*EXERCISES TO COMPLETE*
• A. Answer the following questions using the passage on the early universe, one answer per line, marked to match:
(i) According to the passage, what did the cooling of the universe 1 second after the Big Bang allow protons and neutrons to do?
(ii) Which physics, according to Carroll, may have governed the extra-dense universe before the Big Bang?
(iii) What name did Stephen Hawking give to his proposal about time and space?
• B. Continue the passage on the universe before the Big Bang, picking up from its last sentence.

### EXCERPTED PASSAGE

No one knows exactly what was happening in the universe until 1 second after the Big Bang, when the universe cooled off enough for protons and neutrons to collide and stick together. Many scientists do think that the universe went through a process of exponential expansion called inflation during that first second. This would have smoothed out the fabric of space-time and could explain why matter is so evenly distributed in the universe today.
Before the bang
It's possible that before the Big Bang, the universe was an infinite stretch of an ultrahot, dense material, persisting in a steady state until, for some reason, the Big Bang occured. This extra-dense universe may have been governed by quantum mechanics, the physics of the extremely small scale, Carroll said. The Big Bang, then, would have represented the moment that classical physics took over as the major driver of the universe's evolution. [What Is Quantum Mechanics?]
For Stephen Hawking, this moment was all that mattered: Before the Big Bang, he said, events are unmeasurable, and thus undefined. Hawking called this the no-boundary proposal: Time and space, he said, are finite, but they don’t have any boundaries or starting or ending points, the same way that the planet Earth is finite but has no edge.

######
### ENTRIES SUPPLIED

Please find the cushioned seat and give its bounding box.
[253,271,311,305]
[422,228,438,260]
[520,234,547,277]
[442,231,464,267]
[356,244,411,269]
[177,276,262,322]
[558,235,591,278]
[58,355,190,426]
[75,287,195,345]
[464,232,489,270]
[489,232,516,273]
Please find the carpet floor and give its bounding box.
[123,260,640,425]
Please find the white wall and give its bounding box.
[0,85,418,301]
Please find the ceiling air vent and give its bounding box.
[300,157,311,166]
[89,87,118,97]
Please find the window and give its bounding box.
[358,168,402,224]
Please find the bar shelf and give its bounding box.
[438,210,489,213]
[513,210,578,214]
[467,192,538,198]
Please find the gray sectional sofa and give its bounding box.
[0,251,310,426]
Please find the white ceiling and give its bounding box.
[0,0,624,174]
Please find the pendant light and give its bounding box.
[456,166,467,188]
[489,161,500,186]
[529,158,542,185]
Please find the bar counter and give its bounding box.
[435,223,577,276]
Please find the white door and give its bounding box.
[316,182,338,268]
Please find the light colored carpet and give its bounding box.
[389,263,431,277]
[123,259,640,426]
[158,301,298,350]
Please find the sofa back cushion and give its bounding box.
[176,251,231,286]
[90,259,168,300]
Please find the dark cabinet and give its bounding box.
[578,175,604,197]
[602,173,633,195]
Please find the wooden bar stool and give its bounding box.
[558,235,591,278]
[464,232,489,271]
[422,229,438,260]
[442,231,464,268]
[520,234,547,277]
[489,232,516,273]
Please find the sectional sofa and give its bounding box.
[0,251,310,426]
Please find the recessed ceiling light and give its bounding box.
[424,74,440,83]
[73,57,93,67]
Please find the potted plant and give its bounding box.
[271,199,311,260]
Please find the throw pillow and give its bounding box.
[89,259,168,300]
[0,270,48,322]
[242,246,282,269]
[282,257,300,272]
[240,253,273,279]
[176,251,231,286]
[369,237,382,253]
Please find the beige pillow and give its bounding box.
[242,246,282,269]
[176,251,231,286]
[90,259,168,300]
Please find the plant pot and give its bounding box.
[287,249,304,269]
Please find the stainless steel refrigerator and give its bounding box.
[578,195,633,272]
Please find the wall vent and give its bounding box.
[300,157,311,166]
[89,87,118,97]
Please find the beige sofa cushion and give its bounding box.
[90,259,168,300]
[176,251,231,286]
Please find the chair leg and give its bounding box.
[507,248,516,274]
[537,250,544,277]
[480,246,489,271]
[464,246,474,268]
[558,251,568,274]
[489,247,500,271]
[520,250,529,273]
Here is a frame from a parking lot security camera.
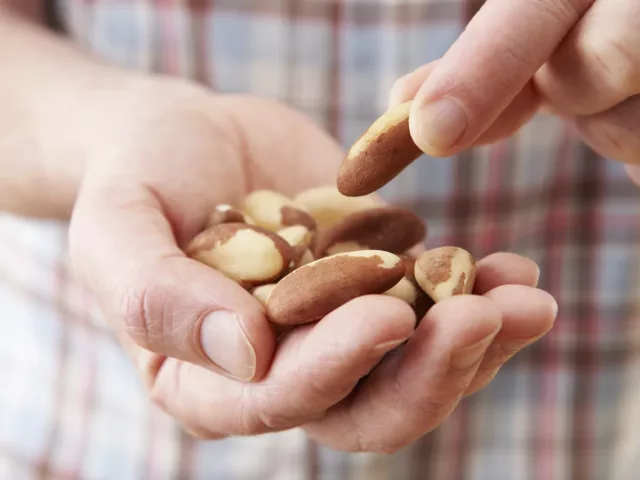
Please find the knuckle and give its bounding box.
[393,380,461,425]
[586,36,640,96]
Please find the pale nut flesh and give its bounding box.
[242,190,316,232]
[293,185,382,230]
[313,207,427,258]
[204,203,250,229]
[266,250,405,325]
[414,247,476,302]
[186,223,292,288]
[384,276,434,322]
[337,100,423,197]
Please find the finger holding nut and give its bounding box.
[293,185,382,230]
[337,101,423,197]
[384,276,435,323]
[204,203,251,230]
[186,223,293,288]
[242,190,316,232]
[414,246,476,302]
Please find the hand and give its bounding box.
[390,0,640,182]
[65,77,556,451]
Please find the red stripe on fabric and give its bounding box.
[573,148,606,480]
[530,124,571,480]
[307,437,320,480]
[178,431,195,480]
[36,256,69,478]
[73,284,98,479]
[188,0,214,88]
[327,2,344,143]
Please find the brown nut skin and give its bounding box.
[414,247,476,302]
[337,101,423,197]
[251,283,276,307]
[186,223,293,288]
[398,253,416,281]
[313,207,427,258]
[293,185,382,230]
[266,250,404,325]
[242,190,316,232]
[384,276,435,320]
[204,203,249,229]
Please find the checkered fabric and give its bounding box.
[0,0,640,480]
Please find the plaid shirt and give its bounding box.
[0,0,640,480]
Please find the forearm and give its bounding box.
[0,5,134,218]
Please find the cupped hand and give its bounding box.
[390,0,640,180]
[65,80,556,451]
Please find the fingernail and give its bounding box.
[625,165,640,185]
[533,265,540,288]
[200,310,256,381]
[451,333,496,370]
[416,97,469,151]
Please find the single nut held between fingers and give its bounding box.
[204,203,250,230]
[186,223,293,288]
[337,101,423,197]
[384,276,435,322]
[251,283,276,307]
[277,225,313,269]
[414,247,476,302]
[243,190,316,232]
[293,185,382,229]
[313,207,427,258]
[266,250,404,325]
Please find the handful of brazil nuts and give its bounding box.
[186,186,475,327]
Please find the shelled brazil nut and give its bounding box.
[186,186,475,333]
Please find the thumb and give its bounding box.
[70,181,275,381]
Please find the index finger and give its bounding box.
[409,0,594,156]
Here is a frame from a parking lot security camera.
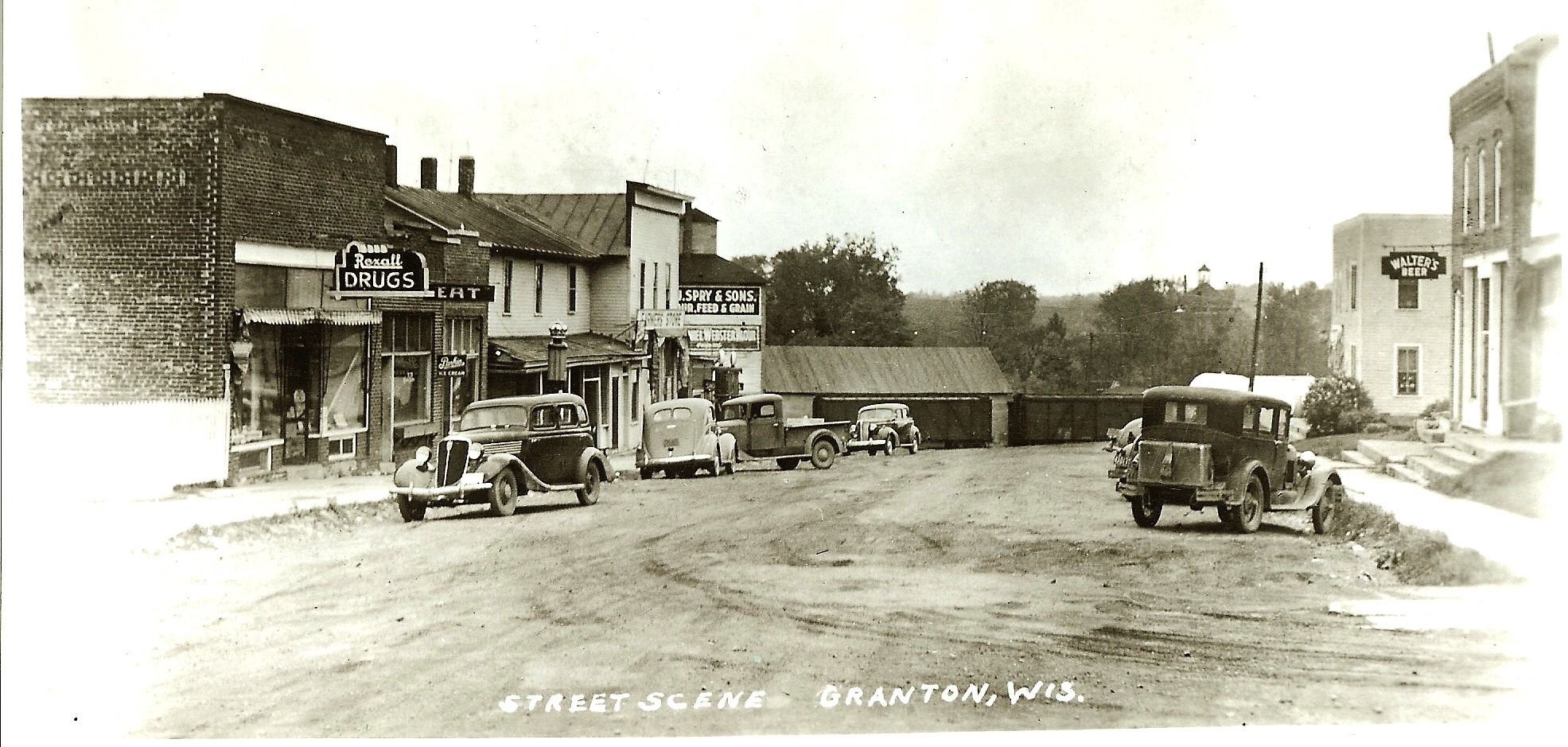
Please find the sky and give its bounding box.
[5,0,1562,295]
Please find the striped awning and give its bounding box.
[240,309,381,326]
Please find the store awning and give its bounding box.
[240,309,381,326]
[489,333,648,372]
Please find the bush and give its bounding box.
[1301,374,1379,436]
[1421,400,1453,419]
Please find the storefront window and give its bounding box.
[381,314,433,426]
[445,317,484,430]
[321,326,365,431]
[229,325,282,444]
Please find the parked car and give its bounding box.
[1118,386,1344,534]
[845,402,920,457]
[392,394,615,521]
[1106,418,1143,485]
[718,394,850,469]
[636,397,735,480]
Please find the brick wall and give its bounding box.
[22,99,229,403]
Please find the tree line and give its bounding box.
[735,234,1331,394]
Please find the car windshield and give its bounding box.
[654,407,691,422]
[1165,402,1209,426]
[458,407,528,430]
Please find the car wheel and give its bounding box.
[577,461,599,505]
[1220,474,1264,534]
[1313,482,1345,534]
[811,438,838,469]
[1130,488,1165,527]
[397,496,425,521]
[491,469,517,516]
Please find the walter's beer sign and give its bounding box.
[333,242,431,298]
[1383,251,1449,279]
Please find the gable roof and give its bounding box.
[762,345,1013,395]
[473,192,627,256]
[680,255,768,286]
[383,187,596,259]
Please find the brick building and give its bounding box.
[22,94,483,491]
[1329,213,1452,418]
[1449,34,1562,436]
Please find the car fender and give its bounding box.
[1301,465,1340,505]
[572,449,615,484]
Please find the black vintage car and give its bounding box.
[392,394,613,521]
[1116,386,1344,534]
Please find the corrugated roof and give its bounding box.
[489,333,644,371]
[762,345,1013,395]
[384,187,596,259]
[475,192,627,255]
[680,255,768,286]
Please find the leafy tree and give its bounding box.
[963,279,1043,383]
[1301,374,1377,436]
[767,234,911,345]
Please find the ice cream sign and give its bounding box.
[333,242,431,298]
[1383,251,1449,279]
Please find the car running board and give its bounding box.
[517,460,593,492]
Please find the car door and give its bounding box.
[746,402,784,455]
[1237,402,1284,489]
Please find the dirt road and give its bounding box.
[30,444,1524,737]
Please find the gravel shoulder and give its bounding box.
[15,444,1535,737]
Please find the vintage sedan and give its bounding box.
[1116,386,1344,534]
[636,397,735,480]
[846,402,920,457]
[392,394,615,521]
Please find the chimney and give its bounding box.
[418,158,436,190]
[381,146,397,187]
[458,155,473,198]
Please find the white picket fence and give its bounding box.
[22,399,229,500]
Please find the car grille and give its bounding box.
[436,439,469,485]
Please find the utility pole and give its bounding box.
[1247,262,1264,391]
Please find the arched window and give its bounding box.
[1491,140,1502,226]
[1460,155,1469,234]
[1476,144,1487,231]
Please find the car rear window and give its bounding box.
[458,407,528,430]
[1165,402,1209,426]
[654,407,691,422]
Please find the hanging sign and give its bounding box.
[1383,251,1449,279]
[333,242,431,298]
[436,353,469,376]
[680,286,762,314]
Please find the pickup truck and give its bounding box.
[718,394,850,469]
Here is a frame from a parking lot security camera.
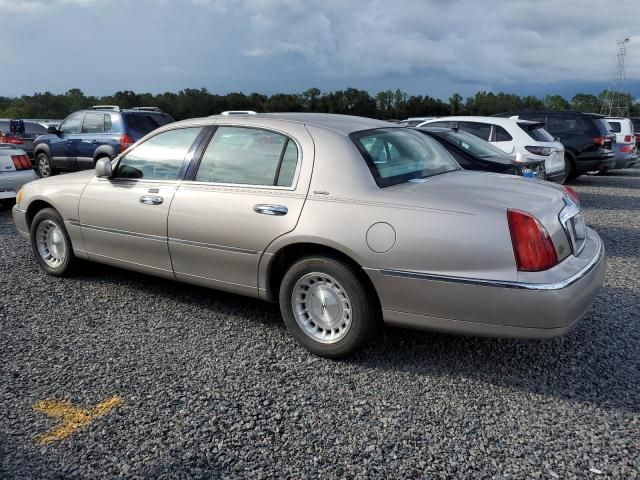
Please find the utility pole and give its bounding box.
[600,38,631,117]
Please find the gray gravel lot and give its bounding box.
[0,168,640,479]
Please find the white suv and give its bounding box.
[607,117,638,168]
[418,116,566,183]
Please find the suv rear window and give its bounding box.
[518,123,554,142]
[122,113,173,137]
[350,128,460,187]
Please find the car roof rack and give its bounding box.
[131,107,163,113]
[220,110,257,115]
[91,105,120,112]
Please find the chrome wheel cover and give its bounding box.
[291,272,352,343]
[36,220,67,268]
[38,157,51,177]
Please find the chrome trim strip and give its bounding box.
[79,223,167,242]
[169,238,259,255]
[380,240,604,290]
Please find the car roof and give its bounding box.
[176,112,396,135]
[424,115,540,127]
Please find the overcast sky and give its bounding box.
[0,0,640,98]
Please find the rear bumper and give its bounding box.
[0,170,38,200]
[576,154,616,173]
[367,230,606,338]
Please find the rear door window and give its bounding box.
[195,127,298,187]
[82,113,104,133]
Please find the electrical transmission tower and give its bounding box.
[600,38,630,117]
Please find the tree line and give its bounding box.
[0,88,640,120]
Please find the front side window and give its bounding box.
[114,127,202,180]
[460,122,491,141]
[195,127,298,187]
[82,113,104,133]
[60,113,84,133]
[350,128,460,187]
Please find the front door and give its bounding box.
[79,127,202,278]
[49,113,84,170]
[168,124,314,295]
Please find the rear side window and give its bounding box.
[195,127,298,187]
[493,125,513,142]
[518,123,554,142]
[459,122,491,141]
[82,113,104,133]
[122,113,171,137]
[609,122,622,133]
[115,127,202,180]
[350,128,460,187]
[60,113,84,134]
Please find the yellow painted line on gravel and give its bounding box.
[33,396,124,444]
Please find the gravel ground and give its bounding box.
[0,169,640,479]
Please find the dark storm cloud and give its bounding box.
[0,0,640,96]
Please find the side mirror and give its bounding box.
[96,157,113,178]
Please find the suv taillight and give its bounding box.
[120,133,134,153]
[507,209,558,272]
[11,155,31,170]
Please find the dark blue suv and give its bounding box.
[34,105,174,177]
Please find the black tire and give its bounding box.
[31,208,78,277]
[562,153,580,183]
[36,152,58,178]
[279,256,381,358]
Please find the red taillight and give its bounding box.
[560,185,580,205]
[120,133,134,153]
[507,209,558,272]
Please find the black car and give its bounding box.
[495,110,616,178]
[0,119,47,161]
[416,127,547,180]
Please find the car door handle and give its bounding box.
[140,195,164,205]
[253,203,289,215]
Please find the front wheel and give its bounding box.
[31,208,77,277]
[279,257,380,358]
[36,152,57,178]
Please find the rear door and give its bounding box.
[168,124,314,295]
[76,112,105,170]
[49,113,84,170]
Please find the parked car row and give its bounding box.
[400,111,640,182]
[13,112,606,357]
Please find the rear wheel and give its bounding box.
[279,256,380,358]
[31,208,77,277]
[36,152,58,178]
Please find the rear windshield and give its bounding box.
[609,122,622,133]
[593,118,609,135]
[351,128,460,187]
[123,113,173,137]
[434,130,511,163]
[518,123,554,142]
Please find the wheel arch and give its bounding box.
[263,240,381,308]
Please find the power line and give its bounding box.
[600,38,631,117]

######

*IN RESPONSE*
• A.
(i) To collide and stick together.
(ii) Quantum mechanics, the physics of the extremely small scale.
(iii) The no-boundary proposal.

• B.
"Since events before the Big Bang have no observational consequences, one may as well cut them out of the theory and say that time began at the Big Bang," he said in an interview on the National Geographic show "StarTalk" in 2018.
Or perhaps there was something else before the Big Bang that's worth pondering. One idea is that the Big Bang isn't the beginning of time, but rather that it was a moment of symmetry. In this idea, prior to the Big Bang, there was another universe, identical to this one but with entropy increasing toward the past instead of toward the future.
Increasing entropy, or increasing disorder in a system, is essentially the arrow of time, Carroll said, so in this mirror universe, time would run opposite to time in the modern universe and our universe would be in the past. Proponents of this theory also suggest that other properties of the universe would be flip-flopped in this mirror universe. For example, physicist David Sloan wrote in the University of Oxford Science Blog, asymmetries in molecules and ions (called chiralities) would be in opposite orientations to what they are in our universe.
A related theory holds that the Big Bang wasn't the beginning of everything, but rather a moment in time when the universe switched from a period of contraction to a period of expansion. This "Big Bounce" notion suggests that there could be infinite Big Bangs as the universe expands, contracts and expands again. The problem with these ideas, Carroll said, is that there's no explanation for why or how an expanding universe would contract and return to a low-entropy state.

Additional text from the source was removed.